On Tue, Nov 2, 2010 at 5:03 AM, Jonathan Rochkind <[log in to unmask]> wrote:
> I would be very unlikely to use someone's homegrown library specific
> scripting language. However, if you want to make a library for an existing popular scripting
> language that handles your specific domain well, I'd be quite likely to use
> that if I had a problem with your domain and I was comfortable with the
> existing popular scripting language, i'd use it for sure.
Hmm. The balance between the old and tried, and the new and
experimental will, forever, cause these kinds of discussions. Now, I
agree with the basic sentiment of what you're saying, but ...
> Odds are your
> domain is not really "libraries" (that's not really a software problem
> domain), but perhaps as Patrick suggests "dealing with relationships among
> semantic objects", and then odds are libraries are not the only people
> interested in this problem domain.
I've worked in the three basic tiers of library development world; the
plain vanilla programming world, the semantic web world, and the dark
dungeons of the Cult of MARC. Is the domain of library IT solved by
the generic technologies used? No.

TASKS TO CARRY OUT –
- 1) Answer these questions about the email on library scripting languages:
(a) Who suggested that the problem domain might be "dealing with relationships among semantic objects"?
(b) What kind of scripting language does Jonathan Rochkind say he would be very unlikely to use?
(c) What answer does the reply give to whether the domain of library IT is solved by the generic technologies used?
- 2) List the three tiers of the library development world that the writer of the email on library scripting languages says they have worked in.
- 3) Write the next few sentences of the email on library scripting languages, following on from its final word, "No."
The data after this point come from a separate source and are unrelated to the email on library scripting languages.

DATA EXTRACT –
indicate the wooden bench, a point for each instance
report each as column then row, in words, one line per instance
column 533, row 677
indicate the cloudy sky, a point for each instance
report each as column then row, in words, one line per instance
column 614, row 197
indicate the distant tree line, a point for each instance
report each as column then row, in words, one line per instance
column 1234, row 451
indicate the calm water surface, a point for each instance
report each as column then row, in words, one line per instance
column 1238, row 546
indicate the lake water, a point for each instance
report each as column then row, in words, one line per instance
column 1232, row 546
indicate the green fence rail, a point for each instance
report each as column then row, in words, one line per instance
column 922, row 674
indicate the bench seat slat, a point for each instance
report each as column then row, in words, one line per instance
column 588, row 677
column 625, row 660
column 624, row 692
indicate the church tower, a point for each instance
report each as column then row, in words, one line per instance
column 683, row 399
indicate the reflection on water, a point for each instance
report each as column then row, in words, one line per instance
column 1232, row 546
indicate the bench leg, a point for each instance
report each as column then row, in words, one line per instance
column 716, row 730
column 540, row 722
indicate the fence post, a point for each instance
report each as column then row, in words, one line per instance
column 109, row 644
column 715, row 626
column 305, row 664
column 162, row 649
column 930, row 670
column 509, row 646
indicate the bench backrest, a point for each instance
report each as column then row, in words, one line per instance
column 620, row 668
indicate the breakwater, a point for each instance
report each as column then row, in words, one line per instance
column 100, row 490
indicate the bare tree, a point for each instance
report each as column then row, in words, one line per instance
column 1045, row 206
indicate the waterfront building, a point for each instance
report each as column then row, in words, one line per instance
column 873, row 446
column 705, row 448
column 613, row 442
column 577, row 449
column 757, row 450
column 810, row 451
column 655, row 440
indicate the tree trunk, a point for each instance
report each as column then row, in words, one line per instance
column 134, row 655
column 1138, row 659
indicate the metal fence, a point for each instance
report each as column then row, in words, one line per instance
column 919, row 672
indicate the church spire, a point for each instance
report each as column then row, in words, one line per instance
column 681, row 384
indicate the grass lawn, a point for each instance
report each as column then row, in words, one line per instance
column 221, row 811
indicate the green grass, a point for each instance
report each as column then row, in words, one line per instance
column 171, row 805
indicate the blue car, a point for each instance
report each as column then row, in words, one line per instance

OUTPUTS FOR THE TASKS –
- 1)
(a) Patrick.
(b) Someone's homegrown, library-specific scripting language.
(c) No.

- 2)
1. The plain vanilla programming world
2. The semantic web world
3. The dark dungeons of the Cult of MARC

- 3)
There's nothing bad about a DSL, in fact, I encourage it. If you want
to get away from MARC, say, then having a DSL that approaches meta
data on the programmatic level directly is a wonderful abstraction.
But yes, we have to separate API from language. And API is, mostly
these days, simply a function/method call on top of an abstraction,
and it processes your request with your input. A language, on the
other hand, will let you deal directly with that problem. Most DSLs
are functional abstraction pre-compiled.
The line between a library and a language perhaps these days are more
blurred than ever before, however there are certain things that I
think justifies a library DSL ;
* focus on identity management
* mergability on entities
* large distributed sets
* more defined line between data and meta data
* controlled vocabularies and structures
There's generic tools for all of these, however no one central thing
that binds them all together in a seamless way, elegant or otherwise.
No platform binds these together in an easy nor elegant way, and
perhaps such a thing would be beneficial to the library community, to
create a language that tries to create a bridge between computer
programming and what you learn in library school.
But even if we all concede that a library DSL perhaps is not a
practical solution, I'd still like to see us work on it, for nothing
more than sussing out our actual needs and wants in the process. Don't
underestimate the process of doing something that will never
eventuate, even knowingly.
> Some people like ruby because of it's support for creating what they call
> "domain specific languages", which I think is a silly phrase, which really
> just means "a libraryAPI at the right level of abstraction for the tasks at
> hand, so you can accomplish the tasks at hand concisely and without repeated
> code."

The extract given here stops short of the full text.